### EXERCISE
Using the records below, quote only the span that opens with the line containing "shape point(14, 220)" and closes with the line containing "shape point(228, 10)", exactly and inclusively.
─── INPUT FOR THIS TASK
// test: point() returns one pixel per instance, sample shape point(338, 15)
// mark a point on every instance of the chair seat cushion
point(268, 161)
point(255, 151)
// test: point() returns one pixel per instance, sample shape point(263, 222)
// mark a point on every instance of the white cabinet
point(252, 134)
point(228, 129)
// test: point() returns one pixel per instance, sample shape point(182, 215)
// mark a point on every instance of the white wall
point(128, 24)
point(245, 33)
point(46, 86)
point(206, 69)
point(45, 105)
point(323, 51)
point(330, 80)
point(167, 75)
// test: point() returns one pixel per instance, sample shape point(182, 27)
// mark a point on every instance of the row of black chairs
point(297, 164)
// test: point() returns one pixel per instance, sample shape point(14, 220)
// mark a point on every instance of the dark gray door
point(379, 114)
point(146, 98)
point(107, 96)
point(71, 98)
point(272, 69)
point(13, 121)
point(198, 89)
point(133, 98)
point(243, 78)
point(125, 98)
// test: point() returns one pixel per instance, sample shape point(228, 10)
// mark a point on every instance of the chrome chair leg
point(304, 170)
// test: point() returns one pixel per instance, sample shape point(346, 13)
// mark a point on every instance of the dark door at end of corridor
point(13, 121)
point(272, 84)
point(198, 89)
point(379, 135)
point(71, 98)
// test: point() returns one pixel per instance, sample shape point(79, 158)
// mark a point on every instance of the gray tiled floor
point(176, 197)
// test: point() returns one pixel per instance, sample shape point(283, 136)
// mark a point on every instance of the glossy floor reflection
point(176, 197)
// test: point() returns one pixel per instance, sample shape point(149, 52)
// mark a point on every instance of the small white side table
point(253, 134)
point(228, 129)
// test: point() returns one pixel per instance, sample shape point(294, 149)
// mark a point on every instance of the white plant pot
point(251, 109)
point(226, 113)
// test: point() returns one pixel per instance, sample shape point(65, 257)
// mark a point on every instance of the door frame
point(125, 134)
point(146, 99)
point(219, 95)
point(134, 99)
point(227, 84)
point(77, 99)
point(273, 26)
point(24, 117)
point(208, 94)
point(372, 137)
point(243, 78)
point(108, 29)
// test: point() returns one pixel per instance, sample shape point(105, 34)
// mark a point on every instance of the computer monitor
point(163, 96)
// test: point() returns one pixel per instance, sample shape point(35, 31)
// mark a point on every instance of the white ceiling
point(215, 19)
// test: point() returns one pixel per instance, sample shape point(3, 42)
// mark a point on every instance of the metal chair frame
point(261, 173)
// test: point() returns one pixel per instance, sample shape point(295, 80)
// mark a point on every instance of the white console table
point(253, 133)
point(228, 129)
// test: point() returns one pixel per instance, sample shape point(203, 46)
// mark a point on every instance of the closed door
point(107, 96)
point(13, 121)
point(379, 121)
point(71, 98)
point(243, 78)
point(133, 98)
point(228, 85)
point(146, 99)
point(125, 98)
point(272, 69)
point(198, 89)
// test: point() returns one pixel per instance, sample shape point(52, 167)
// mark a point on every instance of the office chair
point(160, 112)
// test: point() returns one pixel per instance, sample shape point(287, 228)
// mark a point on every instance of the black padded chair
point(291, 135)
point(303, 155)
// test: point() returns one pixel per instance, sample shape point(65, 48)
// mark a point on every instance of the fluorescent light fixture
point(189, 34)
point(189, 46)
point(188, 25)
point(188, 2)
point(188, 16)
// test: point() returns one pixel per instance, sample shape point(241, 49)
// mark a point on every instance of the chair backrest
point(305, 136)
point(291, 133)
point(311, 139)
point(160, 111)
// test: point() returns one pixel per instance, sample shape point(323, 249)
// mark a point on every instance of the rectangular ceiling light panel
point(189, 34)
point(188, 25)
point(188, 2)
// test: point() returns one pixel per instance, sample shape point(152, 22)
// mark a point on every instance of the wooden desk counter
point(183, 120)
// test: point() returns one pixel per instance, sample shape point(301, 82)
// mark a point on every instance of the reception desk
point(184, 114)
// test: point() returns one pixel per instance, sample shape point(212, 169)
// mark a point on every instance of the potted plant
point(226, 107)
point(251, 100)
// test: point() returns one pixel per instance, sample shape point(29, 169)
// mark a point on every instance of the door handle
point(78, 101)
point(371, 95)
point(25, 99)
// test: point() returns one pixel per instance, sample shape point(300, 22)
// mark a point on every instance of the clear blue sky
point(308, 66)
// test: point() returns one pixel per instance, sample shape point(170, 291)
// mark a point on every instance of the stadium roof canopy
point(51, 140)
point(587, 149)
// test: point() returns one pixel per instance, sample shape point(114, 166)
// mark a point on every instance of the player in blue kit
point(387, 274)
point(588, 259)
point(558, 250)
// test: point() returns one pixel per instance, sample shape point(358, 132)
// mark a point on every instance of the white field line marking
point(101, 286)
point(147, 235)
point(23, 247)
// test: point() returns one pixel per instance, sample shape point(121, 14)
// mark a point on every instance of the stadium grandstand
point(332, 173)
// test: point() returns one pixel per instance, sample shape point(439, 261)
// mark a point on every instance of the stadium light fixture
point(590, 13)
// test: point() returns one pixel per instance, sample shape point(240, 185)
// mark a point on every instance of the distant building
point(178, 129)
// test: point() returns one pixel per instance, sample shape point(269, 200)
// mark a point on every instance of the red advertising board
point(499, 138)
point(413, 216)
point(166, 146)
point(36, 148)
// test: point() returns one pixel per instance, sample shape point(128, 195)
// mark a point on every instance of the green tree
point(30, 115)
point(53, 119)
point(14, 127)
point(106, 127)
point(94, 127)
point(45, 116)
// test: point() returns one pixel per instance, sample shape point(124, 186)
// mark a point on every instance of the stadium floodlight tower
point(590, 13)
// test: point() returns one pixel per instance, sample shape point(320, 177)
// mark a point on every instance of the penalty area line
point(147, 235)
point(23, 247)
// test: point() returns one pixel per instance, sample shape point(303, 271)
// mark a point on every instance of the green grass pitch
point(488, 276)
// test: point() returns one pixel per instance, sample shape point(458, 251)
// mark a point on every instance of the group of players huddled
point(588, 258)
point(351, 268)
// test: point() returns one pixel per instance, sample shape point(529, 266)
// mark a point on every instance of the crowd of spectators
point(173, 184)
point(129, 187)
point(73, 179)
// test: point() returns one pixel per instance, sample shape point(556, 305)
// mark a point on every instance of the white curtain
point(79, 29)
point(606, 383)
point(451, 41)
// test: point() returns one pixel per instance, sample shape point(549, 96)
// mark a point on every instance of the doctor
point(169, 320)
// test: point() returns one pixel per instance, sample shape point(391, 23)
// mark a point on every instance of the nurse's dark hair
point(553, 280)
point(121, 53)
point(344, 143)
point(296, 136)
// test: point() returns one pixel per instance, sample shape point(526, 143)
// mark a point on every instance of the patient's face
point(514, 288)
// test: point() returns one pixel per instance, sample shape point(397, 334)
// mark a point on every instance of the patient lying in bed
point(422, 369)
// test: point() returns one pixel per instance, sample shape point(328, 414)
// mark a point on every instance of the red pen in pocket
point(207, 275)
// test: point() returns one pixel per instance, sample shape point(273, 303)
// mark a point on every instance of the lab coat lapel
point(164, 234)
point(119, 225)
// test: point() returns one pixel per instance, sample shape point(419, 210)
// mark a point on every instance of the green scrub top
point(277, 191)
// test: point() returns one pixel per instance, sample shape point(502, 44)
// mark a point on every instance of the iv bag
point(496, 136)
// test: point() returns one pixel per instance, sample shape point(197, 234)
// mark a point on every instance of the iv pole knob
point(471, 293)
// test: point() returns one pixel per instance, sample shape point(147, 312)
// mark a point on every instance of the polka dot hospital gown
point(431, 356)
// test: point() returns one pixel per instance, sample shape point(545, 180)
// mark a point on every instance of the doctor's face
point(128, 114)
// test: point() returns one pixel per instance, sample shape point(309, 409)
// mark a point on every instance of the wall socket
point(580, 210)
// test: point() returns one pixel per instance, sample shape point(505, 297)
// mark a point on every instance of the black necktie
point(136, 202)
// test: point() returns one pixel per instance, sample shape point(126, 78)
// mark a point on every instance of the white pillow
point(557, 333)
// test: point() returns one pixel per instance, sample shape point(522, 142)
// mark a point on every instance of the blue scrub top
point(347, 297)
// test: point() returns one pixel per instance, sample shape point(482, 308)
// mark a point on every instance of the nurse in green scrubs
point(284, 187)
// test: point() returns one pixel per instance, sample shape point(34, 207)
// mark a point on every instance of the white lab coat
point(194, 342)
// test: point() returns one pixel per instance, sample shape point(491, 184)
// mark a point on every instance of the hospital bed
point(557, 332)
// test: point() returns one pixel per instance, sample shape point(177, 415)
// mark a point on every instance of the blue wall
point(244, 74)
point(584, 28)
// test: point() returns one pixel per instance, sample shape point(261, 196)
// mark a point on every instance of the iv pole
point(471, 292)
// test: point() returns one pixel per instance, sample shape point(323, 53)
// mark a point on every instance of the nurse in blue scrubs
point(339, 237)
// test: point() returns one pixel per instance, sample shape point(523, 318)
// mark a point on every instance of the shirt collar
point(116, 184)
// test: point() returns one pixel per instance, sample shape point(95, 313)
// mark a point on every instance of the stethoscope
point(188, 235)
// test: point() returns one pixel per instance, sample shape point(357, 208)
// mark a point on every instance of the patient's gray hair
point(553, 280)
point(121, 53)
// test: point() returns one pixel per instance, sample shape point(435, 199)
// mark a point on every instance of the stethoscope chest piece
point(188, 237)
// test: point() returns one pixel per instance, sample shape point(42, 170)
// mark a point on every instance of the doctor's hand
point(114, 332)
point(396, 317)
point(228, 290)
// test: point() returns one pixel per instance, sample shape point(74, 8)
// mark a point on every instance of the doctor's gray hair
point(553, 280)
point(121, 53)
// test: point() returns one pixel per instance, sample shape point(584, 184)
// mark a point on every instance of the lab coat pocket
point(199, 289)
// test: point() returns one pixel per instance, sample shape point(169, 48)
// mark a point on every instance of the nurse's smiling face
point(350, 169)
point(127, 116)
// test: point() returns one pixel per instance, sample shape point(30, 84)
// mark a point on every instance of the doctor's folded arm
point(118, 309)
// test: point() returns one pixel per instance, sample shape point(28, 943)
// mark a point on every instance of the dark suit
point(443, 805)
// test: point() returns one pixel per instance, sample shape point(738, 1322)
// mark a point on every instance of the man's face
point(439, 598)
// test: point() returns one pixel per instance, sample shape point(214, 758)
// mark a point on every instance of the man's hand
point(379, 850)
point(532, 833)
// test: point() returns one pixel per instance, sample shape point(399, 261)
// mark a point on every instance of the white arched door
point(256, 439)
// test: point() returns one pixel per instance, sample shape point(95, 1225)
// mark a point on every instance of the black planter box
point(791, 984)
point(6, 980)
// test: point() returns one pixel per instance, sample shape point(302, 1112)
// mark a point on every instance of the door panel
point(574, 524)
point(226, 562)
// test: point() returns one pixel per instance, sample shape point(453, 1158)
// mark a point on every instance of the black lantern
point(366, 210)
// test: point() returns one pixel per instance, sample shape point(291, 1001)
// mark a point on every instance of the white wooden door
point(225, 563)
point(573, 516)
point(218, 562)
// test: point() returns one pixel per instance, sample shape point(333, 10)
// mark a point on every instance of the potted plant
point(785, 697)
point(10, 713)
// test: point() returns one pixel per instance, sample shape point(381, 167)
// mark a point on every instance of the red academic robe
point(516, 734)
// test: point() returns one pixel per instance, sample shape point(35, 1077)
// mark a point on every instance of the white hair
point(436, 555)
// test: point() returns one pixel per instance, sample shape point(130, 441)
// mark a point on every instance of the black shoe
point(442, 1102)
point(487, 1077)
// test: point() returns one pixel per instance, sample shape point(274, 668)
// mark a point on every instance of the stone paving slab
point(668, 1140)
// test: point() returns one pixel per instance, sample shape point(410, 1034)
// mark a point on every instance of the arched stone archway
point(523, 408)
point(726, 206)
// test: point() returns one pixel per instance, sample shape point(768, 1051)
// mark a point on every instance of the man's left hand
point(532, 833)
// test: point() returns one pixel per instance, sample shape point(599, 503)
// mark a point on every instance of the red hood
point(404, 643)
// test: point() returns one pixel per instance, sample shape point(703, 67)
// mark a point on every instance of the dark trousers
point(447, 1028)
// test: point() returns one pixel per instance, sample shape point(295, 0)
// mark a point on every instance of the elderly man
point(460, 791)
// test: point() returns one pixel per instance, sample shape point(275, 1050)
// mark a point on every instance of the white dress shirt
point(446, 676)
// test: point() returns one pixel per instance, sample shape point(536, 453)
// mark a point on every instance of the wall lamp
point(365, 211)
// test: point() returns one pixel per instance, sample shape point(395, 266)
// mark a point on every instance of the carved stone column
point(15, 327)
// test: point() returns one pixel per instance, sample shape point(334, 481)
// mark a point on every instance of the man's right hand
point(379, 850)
──────
### TASK ANSWER
// test: point() returns one pixel per instance, sample shape point(14, 220)
// mark a point on every instance of the dark gray door
point(379, 114)
point(146, 98)
point(107, 96)
point(71, 98)
point(272, 69)
point(13, 121)
point(198, 89)
point(133, 98)
point(243, 78)
point(125, 98)
// test: point() returns one pixel per instance, sample shape point(228, 10)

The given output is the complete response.